List every post date that appears in the tire forum thread below.

** Selected extract **
--------------------

# Dunlop SP Sport 01 A/S - '09 GTI



## S6T6 (Apr 22, 2020)

These came on my new GTI and they appear to be Directional and Asymetrical, but the sidewall only shows which side is out and nothing about direction.
Can these be rotated from corner-to-corner or only front/back?
*(The inside tread pattern (wavy lines) looks like it will only allow front/back, otherwise it's backwards when you move them to the other corner.)
What kind of mileage are you guys getting out of these?


----------



## jfolt (Nov 5, 2008)

*You ever get an answer?*

I just got my winter wheels off and put the SP Sport 225/40/18 back on. The wheels which used to be on the left are now on the right and vice versa so the tread pattern is reverse of what it used to be... I've been searching the web but can't seem to find the answer. There is no "direction of rotation" marking but the dunlop logo does resemble one (its currently pointing in the wrong direction.) Can you rotate these tires right to left?


----------



## [email protected] (Apr 9, 2008)

The Dunlop SP Sport 01AS has an asymmetrical tread pattern (with a specific "outside" of the tire) but it is not directional. To be sure, it looks directional but unless there is an arrow on the sidewall indicating a direction the tire needs to spin then it is not directional. I've run into this with a few other brands and models, but this is the first Dunlop with the issue. The tire can be rotated in a "criss - cross" manner with no issues per Dunlop. Most people are telling us they are getting around 40K miles on average.


----------

--------------------

** Record set **
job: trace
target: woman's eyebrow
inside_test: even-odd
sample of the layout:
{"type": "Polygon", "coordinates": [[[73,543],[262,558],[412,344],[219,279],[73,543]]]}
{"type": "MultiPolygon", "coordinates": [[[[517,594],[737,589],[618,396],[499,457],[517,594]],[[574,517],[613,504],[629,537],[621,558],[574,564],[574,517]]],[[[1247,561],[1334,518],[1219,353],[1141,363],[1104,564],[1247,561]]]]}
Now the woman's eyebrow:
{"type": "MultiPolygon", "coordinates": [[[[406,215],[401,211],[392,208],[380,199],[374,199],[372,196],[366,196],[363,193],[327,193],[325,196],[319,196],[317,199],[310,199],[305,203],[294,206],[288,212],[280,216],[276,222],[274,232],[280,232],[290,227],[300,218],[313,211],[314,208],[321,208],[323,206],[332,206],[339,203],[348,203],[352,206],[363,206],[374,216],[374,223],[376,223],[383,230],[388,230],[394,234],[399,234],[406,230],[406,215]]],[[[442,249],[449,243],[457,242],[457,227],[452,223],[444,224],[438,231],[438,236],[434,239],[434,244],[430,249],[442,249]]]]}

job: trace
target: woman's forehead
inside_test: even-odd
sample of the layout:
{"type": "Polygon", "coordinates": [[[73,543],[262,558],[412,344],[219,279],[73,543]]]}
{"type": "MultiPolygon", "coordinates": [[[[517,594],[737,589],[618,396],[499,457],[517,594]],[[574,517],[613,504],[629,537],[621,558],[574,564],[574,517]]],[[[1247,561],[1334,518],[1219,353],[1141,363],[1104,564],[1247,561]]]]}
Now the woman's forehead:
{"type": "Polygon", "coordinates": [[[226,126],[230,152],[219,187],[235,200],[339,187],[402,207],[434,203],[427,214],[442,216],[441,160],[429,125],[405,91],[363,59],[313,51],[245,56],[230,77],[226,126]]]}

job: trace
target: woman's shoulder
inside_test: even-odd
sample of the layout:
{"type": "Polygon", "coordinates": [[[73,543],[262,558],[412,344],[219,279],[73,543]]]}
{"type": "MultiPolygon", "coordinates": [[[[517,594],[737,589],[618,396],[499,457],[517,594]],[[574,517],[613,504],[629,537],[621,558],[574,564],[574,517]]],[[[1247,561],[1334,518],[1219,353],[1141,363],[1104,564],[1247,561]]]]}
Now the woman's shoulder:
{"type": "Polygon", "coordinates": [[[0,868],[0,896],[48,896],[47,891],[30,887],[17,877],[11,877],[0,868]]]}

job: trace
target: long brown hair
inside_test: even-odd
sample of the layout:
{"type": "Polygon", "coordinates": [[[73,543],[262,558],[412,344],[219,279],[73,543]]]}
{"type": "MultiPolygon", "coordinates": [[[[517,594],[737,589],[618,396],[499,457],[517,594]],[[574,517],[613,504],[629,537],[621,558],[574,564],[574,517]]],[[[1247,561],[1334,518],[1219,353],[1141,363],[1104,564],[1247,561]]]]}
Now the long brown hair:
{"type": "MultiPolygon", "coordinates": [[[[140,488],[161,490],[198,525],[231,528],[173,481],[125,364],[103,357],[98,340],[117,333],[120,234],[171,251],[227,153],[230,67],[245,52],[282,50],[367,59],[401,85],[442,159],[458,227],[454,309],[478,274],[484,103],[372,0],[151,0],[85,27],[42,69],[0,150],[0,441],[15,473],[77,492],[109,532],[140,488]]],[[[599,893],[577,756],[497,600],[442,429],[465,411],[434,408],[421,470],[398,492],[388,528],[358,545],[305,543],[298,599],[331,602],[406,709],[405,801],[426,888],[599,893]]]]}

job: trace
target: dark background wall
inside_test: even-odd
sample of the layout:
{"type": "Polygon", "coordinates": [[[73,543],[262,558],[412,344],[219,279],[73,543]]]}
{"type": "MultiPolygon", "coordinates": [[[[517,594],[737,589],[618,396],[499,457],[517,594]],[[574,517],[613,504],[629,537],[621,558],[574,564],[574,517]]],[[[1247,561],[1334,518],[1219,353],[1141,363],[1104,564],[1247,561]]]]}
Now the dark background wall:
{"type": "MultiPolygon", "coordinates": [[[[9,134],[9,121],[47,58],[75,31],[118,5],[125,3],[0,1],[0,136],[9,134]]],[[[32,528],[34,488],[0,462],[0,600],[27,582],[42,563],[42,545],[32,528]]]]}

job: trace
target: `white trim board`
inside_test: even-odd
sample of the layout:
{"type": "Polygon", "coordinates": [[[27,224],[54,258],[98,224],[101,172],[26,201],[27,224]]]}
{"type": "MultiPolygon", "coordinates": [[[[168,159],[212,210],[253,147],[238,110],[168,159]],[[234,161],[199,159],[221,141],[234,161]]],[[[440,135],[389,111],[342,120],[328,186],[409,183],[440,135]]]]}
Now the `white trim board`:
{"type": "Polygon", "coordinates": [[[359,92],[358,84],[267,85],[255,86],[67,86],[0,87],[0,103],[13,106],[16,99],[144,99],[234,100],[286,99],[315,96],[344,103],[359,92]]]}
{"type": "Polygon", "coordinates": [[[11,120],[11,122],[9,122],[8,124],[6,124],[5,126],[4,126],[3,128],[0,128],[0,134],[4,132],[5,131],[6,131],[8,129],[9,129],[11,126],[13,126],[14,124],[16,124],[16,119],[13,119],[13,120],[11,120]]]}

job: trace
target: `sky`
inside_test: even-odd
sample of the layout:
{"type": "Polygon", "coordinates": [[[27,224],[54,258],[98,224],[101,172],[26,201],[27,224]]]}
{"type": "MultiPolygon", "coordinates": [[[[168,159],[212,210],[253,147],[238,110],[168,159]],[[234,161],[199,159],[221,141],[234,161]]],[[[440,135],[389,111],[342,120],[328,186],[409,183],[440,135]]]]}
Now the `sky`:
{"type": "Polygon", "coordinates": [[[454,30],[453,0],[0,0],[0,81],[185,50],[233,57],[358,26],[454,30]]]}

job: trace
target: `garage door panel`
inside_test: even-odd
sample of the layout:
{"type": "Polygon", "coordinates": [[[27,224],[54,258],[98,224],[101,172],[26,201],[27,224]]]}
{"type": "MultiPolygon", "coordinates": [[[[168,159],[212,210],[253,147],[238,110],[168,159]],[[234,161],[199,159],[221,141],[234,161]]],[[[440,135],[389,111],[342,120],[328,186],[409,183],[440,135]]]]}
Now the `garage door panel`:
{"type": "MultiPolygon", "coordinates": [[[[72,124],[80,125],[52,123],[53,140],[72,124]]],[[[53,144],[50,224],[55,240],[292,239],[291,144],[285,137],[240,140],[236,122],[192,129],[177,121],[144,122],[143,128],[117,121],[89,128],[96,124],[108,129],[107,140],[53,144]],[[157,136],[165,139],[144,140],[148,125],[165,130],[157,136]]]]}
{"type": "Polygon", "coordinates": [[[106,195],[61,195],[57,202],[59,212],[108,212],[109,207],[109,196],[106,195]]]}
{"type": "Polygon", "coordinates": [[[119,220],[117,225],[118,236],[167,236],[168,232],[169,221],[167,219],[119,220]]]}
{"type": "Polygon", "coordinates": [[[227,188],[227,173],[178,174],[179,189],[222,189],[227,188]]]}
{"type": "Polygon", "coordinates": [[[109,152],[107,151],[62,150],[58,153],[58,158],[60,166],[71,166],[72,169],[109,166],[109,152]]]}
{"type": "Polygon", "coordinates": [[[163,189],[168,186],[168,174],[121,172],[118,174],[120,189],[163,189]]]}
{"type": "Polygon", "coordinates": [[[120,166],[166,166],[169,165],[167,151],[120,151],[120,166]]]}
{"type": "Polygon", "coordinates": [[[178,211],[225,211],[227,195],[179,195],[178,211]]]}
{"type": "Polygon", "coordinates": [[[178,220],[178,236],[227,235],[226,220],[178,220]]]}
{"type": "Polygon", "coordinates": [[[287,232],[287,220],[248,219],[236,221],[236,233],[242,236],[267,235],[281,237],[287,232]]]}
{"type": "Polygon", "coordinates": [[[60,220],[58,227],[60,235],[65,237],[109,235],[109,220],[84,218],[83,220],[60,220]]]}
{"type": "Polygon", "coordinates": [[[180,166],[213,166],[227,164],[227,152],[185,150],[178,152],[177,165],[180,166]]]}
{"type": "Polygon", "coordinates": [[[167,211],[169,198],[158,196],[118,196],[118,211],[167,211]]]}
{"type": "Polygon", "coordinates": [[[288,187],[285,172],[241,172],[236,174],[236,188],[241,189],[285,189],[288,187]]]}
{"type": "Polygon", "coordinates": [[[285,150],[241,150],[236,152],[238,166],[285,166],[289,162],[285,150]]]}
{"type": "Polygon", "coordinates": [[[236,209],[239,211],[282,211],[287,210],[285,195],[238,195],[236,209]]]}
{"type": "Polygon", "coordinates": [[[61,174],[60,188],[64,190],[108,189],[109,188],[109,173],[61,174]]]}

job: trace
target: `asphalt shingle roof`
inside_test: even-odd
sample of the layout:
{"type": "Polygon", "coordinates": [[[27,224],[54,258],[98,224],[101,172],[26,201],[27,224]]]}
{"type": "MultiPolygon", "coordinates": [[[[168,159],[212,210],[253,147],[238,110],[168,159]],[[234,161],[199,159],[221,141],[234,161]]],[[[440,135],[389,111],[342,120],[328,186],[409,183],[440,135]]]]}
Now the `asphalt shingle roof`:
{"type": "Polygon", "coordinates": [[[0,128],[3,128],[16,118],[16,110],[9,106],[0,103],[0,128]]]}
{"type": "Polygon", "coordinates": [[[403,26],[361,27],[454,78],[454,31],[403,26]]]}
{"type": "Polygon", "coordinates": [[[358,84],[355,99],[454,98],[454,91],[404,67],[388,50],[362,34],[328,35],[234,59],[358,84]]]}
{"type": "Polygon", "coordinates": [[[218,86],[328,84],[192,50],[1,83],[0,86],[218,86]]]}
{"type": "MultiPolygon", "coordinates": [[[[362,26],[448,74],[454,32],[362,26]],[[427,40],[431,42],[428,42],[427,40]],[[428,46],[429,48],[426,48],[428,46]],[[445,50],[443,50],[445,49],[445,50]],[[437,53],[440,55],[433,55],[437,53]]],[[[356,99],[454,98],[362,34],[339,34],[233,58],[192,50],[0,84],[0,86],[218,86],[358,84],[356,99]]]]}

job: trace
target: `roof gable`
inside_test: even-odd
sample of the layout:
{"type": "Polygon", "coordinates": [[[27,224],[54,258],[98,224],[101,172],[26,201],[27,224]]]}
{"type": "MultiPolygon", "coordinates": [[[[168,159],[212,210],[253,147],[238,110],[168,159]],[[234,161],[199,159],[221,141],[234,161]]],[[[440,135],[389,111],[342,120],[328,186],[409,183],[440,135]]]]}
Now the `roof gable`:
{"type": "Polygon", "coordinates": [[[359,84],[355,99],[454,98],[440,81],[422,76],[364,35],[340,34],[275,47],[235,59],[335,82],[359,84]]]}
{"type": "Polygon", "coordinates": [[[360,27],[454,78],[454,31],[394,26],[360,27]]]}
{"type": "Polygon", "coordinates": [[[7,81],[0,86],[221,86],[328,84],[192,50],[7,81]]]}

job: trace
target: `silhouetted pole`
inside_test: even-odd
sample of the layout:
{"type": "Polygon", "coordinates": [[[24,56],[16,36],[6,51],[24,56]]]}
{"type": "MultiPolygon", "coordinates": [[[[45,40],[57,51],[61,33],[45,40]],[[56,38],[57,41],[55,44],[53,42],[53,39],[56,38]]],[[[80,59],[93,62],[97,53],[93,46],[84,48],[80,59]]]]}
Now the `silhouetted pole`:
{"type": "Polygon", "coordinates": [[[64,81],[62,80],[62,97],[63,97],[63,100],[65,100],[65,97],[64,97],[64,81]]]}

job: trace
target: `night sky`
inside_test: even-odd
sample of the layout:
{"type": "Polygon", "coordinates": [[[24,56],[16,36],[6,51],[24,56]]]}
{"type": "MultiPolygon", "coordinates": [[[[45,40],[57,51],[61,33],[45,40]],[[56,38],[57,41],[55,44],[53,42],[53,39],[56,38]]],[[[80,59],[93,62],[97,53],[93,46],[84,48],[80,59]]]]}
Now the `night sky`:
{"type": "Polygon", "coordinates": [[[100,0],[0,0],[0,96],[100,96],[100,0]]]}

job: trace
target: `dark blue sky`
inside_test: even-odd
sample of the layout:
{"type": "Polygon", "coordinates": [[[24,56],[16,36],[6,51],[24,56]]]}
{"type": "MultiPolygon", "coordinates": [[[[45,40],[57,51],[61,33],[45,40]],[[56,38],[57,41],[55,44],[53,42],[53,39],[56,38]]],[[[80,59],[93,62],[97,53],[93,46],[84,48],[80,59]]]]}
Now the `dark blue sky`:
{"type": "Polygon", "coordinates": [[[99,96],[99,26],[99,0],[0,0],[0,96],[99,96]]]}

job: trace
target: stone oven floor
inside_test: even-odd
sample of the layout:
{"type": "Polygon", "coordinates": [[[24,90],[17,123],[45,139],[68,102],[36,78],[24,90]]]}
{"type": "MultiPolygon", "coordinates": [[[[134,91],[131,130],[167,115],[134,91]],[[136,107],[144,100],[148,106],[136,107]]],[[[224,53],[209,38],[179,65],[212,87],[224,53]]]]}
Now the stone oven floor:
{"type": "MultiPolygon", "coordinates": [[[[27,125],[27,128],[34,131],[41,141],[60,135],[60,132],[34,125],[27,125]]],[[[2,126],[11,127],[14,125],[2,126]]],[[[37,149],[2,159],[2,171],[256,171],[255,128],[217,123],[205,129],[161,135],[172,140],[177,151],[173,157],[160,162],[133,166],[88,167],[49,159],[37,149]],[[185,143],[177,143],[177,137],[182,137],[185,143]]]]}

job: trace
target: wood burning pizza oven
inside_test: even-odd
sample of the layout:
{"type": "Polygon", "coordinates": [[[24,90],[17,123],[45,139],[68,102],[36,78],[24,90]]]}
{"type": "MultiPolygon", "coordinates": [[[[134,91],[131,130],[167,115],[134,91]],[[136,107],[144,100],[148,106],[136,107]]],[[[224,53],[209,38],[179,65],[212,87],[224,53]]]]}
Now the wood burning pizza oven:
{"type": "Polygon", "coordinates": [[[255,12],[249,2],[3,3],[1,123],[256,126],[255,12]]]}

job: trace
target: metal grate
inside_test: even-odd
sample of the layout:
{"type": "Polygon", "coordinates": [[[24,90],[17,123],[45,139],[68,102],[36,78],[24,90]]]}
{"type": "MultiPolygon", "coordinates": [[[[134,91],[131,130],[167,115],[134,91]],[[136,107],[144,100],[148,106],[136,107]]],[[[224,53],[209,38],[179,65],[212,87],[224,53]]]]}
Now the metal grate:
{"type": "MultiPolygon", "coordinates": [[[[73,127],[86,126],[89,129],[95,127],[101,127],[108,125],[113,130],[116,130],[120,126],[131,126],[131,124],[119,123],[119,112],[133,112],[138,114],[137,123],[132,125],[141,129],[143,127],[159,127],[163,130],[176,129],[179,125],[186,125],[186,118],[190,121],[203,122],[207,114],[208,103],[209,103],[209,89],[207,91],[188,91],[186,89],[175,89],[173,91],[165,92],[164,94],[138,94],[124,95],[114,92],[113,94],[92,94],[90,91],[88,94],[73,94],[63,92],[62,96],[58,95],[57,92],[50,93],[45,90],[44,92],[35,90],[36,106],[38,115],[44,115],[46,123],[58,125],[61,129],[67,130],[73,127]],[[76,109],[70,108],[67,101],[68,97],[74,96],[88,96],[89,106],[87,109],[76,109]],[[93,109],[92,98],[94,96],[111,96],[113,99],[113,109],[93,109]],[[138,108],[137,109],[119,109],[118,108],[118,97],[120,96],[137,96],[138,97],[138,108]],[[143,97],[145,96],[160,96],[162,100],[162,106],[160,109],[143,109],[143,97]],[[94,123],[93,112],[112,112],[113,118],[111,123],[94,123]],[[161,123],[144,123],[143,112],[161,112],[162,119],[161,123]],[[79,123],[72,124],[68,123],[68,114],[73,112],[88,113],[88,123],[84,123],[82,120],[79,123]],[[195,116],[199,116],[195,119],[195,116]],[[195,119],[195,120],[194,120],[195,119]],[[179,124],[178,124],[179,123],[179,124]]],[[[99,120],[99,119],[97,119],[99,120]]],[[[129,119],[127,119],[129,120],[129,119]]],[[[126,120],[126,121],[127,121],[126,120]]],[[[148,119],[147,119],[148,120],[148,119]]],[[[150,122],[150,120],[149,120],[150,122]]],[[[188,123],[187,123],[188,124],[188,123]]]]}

--------------------

** Finished answer **
Apr 22, 2020
Nov 5, 2008
Apr 9, 2008